Dataset content:
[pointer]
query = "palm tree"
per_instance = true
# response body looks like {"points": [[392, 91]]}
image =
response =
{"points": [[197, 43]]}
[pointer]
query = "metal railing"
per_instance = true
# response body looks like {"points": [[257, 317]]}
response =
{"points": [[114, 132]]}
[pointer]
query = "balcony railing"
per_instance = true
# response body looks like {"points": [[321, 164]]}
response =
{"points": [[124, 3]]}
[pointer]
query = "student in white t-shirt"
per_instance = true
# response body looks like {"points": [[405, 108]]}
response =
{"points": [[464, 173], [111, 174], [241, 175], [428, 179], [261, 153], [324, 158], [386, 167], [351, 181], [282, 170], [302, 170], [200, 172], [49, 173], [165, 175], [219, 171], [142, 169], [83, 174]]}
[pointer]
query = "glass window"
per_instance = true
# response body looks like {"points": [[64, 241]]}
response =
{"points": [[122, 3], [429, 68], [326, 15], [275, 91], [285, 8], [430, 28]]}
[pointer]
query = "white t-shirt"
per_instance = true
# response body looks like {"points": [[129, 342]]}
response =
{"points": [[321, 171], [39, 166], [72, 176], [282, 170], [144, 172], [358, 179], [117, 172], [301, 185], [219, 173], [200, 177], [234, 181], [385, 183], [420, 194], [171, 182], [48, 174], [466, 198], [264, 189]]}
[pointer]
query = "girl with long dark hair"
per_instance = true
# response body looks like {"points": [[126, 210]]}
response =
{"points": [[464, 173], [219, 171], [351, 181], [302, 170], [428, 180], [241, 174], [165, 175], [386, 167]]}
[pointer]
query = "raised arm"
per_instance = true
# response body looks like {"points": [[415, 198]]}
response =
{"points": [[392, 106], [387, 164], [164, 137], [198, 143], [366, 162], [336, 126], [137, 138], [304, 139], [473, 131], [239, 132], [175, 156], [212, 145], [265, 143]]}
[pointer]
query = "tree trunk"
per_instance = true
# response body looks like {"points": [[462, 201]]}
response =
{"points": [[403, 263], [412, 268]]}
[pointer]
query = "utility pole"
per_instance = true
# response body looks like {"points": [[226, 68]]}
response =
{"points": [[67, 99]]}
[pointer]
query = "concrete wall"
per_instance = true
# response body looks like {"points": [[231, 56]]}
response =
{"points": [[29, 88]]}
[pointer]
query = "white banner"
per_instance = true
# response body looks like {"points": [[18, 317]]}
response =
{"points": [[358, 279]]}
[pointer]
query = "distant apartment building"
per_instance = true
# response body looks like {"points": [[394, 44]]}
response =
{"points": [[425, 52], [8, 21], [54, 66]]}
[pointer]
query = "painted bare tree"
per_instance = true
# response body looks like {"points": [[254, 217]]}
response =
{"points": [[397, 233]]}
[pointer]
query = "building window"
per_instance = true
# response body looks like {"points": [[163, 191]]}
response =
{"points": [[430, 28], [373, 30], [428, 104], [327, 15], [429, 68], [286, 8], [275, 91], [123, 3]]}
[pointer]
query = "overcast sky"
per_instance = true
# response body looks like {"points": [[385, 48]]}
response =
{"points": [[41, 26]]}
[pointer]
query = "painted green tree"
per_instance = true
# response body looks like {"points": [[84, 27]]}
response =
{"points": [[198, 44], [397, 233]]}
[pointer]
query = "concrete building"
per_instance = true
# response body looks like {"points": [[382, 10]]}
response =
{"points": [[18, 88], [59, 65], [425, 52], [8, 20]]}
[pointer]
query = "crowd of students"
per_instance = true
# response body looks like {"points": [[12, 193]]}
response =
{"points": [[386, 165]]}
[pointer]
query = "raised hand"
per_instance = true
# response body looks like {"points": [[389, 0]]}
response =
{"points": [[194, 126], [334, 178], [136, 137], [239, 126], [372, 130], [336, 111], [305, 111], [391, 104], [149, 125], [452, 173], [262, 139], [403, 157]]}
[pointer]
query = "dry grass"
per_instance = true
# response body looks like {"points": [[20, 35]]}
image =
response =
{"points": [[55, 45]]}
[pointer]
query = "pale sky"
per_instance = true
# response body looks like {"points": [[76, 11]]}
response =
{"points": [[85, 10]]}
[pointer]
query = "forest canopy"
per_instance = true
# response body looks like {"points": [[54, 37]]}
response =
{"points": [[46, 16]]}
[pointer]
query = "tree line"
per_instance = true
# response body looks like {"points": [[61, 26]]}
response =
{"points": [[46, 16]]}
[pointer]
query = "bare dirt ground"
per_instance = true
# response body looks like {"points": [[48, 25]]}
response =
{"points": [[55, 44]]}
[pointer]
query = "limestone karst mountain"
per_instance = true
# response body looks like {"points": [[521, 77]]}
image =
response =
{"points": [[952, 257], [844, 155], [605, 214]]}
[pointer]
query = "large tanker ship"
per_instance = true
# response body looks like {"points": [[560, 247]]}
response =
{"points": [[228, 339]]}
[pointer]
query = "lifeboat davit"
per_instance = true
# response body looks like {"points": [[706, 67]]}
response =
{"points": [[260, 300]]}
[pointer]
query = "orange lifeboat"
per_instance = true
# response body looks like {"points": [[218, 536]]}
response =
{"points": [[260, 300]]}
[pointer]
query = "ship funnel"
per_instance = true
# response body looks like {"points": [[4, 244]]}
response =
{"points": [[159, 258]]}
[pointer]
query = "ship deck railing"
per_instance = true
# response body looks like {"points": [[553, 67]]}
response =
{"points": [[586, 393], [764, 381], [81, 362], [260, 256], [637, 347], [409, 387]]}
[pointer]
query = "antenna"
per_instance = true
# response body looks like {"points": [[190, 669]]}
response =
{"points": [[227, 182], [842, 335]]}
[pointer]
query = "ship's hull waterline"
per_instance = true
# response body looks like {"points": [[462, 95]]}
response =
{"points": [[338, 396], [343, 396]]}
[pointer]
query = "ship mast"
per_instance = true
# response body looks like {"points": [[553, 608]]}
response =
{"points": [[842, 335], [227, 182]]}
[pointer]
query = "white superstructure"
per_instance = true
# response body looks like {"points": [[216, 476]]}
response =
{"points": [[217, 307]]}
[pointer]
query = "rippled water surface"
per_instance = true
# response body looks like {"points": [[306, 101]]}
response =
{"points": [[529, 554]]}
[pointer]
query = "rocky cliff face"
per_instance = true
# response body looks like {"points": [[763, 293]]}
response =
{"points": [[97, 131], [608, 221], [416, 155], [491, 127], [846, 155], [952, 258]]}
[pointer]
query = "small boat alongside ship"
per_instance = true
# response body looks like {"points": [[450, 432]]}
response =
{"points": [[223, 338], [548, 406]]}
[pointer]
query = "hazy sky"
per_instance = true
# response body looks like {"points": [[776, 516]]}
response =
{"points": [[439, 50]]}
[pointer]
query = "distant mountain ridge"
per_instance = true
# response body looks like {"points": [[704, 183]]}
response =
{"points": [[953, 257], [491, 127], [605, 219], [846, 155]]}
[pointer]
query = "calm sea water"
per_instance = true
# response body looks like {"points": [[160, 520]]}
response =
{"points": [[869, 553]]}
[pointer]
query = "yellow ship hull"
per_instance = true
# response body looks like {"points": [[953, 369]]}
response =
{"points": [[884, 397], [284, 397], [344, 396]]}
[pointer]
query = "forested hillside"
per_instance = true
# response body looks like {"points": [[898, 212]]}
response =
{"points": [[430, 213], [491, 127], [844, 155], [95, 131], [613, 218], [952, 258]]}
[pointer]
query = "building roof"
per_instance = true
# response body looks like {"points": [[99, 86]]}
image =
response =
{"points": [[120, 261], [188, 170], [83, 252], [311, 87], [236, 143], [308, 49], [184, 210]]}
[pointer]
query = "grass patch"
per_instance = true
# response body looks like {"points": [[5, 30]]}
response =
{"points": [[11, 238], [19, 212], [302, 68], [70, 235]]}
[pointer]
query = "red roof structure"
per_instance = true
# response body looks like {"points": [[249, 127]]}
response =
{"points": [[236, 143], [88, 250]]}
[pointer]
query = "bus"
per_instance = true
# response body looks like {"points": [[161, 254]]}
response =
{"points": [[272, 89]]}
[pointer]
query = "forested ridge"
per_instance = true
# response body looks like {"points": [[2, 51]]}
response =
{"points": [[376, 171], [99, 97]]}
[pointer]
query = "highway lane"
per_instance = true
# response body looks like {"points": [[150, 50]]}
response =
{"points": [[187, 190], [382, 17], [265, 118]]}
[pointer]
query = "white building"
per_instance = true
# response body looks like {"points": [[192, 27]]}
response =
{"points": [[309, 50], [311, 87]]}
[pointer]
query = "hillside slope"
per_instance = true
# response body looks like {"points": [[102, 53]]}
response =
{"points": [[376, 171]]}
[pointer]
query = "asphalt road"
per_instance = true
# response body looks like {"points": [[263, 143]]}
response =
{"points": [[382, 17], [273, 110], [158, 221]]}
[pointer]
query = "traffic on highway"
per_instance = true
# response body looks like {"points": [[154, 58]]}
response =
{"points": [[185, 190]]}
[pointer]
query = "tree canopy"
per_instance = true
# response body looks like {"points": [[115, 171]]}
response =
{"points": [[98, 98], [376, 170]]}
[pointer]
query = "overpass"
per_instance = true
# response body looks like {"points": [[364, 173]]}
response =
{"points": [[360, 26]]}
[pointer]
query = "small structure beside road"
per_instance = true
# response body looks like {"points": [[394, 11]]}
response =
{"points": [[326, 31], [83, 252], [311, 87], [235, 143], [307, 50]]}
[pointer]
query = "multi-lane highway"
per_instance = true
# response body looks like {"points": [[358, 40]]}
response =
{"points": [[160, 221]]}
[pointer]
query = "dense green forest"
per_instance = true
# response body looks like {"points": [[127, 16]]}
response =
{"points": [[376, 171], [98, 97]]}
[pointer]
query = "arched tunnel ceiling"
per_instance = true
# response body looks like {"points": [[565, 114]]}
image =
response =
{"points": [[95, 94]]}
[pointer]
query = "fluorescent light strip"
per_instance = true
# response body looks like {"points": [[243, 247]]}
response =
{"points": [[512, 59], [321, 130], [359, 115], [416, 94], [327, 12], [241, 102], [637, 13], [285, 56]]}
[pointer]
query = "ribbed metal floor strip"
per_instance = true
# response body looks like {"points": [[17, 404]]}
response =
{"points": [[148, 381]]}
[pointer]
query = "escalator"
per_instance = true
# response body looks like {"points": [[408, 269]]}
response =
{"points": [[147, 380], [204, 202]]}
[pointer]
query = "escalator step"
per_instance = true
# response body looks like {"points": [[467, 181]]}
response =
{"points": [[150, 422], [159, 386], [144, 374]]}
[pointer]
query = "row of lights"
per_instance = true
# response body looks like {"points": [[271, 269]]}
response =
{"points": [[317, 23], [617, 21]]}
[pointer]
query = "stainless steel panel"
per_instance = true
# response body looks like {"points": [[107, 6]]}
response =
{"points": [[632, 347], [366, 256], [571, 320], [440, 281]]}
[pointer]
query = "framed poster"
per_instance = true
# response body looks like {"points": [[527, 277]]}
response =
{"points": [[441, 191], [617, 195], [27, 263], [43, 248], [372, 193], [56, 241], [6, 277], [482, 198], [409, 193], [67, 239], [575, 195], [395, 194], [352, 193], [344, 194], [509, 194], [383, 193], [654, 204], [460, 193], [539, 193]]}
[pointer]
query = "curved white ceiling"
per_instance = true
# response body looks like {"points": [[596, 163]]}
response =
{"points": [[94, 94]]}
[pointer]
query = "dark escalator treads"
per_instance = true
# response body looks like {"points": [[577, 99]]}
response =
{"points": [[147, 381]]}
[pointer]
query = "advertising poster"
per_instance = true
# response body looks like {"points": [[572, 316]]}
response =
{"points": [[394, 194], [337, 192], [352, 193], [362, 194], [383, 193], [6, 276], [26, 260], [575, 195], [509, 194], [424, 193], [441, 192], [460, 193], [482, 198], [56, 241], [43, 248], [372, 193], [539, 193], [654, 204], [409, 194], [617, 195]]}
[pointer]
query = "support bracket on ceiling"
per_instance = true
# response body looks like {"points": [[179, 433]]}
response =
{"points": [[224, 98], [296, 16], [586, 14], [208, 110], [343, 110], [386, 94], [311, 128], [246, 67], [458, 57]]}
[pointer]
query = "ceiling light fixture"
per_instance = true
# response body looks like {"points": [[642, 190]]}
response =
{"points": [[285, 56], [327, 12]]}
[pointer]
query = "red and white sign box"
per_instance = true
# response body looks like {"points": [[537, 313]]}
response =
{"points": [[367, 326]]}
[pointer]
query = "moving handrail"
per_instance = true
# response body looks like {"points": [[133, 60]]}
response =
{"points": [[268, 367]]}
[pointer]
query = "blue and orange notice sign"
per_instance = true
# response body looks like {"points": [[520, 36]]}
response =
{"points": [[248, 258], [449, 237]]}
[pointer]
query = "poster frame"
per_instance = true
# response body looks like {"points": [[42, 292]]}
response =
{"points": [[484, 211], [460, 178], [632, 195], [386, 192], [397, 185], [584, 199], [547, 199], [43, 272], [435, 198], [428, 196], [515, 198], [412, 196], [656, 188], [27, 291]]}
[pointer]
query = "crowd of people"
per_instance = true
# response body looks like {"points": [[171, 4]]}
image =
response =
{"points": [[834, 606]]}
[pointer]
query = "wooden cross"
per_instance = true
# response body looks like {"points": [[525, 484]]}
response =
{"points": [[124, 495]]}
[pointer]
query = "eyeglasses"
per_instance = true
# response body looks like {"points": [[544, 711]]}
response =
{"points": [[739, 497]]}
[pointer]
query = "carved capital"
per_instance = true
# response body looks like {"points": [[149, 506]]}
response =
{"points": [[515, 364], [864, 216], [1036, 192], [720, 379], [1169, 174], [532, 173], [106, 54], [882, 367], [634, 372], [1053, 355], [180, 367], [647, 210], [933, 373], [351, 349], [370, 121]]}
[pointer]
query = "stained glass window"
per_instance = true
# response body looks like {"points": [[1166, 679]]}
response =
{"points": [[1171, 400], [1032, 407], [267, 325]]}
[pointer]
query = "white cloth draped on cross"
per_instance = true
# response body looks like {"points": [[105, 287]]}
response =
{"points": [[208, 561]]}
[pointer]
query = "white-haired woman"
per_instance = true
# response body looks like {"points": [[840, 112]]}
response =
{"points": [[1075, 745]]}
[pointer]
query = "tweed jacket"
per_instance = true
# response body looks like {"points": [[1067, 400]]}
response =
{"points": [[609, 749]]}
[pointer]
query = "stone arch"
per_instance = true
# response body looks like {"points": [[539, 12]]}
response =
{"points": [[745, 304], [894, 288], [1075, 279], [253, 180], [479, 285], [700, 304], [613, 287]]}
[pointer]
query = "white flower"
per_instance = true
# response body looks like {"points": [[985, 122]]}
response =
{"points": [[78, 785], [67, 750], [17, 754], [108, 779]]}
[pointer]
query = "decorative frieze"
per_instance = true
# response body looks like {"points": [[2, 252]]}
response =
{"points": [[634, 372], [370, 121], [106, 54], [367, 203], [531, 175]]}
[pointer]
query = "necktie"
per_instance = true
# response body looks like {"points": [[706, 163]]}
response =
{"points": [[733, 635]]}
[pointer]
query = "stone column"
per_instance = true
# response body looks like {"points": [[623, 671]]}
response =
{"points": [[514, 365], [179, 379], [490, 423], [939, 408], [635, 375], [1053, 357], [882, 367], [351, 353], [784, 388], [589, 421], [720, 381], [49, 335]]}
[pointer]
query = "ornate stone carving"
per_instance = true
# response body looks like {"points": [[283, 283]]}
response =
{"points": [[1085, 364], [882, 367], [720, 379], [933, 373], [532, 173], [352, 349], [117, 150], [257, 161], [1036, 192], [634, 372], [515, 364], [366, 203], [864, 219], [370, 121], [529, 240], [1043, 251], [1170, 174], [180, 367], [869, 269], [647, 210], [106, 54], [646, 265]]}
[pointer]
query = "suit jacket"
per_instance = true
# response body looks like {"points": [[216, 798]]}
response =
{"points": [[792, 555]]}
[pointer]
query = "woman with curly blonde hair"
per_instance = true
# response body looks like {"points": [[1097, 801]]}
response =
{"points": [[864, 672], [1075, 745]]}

Exercise prompt:
Search the data for the word "ship" and copy each line where it appears.

Result of this task:
query = "large tanker ship"
query = "ship funnel"
query = "ship deck railing"
query = "ship's hull waterline"
query = "ship mast"
query = "small boat alongside ship"
query = "yellow ship hull"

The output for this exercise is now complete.